Exercise description:
Everything from the line containing "TARGET = bell sleeve" to the final line of the records below should be given again exactly, and nothing else.

(Records contained in a dataset)
◆ ◆ ◆ ◆

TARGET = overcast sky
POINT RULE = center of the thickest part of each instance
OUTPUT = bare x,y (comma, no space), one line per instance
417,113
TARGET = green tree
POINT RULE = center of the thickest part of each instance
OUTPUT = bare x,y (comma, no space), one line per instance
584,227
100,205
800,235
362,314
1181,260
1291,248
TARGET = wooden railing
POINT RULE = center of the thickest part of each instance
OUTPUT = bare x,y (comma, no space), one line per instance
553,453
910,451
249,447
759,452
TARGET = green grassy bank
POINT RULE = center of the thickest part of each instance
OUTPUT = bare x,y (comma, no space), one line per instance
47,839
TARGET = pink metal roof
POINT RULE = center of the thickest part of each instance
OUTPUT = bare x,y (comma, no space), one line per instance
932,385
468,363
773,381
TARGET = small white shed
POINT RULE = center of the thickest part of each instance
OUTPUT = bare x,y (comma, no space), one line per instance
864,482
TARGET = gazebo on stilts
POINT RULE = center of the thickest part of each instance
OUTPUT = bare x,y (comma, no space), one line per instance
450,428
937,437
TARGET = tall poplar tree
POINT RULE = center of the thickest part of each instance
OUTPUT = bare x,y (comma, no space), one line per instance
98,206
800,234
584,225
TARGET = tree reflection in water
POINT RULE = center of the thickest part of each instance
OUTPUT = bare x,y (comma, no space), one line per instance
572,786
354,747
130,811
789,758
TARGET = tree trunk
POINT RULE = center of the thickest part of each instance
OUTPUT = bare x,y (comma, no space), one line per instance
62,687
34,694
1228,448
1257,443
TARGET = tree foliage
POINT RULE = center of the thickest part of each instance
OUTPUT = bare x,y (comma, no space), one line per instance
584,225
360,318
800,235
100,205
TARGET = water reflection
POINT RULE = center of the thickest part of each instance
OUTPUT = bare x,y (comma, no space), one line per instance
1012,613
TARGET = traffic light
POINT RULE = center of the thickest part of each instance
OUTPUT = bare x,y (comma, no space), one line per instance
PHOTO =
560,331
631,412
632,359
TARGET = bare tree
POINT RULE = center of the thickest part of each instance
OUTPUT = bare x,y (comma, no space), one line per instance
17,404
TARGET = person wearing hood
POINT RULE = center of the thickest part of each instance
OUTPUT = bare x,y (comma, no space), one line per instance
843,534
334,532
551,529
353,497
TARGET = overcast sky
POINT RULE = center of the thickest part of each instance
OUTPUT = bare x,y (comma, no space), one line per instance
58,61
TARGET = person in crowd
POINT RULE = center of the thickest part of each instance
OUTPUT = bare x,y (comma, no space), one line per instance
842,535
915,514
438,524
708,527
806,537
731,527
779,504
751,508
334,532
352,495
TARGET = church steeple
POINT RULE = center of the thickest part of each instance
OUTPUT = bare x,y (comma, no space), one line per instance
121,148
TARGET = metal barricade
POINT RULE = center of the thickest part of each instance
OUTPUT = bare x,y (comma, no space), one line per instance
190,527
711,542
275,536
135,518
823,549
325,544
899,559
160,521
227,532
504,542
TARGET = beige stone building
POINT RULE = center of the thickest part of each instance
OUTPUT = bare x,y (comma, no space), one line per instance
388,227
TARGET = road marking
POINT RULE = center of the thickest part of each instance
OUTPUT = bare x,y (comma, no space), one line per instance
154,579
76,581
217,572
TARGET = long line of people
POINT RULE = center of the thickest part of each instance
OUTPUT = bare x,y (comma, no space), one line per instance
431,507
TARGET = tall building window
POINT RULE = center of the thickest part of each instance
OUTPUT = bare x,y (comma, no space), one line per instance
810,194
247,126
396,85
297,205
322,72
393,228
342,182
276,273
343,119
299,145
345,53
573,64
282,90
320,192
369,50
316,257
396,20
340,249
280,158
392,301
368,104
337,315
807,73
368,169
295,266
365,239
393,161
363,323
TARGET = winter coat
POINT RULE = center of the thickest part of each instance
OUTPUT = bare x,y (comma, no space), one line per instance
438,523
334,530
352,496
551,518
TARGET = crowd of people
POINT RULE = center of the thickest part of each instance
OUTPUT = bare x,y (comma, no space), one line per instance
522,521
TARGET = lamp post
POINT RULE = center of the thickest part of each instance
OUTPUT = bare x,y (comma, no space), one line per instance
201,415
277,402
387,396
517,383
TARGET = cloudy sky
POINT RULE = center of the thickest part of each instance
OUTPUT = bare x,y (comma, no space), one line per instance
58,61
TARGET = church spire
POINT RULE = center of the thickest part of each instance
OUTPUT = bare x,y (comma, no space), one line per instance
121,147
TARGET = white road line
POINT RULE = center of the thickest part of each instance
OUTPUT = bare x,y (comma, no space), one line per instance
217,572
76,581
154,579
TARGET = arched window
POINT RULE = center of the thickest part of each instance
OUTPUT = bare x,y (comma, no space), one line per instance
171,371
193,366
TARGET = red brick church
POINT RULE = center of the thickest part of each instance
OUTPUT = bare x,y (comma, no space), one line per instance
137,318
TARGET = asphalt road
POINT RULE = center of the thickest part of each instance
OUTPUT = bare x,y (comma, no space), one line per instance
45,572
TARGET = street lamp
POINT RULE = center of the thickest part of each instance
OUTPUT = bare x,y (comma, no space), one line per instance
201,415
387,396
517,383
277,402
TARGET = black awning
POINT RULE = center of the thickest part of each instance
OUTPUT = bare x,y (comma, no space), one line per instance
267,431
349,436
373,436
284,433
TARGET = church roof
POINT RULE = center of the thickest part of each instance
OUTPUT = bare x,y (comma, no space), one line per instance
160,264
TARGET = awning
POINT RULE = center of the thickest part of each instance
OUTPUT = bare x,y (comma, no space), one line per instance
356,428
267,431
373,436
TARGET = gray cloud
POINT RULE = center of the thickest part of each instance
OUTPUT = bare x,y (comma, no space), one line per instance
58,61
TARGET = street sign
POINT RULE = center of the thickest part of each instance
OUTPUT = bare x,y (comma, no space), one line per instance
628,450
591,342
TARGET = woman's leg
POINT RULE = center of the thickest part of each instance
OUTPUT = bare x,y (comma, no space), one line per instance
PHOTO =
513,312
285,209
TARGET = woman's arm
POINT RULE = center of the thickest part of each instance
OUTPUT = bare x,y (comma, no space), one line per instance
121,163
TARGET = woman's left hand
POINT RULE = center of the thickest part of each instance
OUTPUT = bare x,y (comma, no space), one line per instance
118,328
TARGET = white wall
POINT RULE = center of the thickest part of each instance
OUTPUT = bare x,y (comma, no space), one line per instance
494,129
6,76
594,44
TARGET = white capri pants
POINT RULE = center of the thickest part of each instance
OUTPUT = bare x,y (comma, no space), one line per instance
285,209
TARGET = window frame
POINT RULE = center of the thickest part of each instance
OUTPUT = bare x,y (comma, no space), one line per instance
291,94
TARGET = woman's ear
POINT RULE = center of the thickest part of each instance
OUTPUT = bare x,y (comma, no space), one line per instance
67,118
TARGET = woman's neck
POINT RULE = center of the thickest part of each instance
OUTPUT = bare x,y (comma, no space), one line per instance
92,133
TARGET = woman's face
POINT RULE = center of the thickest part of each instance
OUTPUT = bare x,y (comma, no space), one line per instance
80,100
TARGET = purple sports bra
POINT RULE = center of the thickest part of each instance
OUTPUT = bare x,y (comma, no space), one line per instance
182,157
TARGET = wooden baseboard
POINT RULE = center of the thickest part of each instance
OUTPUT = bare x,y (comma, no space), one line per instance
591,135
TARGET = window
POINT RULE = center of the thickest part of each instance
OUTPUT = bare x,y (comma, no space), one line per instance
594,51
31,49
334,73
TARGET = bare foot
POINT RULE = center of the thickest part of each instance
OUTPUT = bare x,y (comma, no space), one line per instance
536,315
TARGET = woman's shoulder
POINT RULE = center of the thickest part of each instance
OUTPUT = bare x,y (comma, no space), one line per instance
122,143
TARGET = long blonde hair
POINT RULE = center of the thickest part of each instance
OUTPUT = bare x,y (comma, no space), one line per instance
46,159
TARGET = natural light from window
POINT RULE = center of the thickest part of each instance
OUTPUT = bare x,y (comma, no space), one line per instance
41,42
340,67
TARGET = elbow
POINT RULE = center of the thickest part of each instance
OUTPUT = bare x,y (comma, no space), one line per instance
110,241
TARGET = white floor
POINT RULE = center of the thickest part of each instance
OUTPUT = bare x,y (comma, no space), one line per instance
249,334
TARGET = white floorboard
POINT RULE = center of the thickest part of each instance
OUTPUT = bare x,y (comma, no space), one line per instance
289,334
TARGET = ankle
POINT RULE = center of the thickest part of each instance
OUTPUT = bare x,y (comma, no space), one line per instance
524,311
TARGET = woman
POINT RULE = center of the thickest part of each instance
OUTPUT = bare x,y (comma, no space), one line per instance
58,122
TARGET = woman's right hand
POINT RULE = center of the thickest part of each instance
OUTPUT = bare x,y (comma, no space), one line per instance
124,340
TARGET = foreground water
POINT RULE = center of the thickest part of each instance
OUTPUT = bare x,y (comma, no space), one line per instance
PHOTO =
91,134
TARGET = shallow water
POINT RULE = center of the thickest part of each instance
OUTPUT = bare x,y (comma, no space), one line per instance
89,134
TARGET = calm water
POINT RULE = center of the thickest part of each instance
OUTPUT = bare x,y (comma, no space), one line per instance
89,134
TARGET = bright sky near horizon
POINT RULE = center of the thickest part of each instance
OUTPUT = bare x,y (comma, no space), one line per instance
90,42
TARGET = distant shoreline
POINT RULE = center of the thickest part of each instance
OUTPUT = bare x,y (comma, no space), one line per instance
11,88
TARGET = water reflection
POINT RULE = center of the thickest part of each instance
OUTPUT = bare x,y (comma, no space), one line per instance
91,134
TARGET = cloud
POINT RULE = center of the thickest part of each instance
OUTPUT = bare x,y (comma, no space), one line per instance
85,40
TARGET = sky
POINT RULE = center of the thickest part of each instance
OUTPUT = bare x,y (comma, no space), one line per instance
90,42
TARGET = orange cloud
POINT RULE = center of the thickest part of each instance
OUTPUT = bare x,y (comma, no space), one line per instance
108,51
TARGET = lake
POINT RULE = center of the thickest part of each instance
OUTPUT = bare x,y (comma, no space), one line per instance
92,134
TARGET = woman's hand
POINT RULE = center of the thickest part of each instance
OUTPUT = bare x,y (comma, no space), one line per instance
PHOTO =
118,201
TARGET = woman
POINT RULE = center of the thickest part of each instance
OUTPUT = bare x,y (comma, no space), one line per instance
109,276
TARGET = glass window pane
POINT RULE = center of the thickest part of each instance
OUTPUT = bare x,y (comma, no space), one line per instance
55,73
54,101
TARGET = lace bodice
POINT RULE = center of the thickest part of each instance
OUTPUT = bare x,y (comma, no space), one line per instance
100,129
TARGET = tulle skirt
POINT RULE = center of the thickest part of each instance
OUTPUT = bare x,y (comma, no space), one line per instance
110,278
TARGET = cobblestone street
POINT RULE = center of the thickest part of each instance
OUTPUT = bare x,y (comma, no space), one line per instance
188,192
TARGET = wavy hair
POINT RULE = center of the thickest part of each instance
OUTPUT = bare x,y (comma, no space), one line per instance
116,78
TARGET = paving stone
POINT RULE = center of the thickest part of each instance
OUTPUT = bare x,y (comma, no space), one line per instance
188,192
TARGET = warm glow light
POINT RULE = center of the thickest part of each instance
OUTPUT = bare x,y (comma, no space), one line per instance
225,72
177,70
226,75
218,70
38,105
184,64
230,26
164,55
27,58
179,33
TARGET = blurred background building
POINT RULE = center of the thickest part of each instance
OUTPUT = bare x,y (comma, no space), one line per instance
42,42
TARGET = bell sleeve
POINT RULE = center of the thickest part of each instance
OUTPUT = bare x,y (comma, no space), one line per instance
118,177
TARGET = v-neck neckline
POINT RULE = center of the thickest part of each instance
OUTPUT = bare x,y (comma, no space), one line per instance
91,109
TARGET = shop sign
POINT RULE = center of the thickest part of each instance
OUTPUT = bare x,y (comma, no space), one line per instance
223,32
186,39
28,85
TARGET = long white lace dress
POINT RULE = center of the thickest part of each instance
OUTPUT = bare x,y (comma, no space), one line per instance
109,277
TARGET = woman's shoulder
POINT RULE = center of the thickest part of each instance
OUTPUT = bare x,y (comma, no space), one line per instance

◆ ◆ ◆ ◆

Completed task:
TARGET = bell sleeve
POINT RULE = center of the thickest part of each instance
OUTPUT = bare x,y (comma, no space), one line per instance
118,177
TARGET = v-neck neckline
POINT RULE = center of the thickest part of each instance
OUTPUT = bare x,y (comma, no space), one line per instance
91,109
TARGET = shop sign
POINT RULE = center of the thickest part of each instance
OUTPUT = bare x,y (comma, no space), one line per instance
223,32
186,39
28,85
TARGET = long white lace dress
POINT RULE = center of the thickest part of each instance
OUTPUT = bare x,y (comma, no space), one line per instance
109,277
TARGET = woman's shoulder
POINT RULE = center of the thickest part of each instance
OUTPUT = bare x,y (comma, no space), one line per instance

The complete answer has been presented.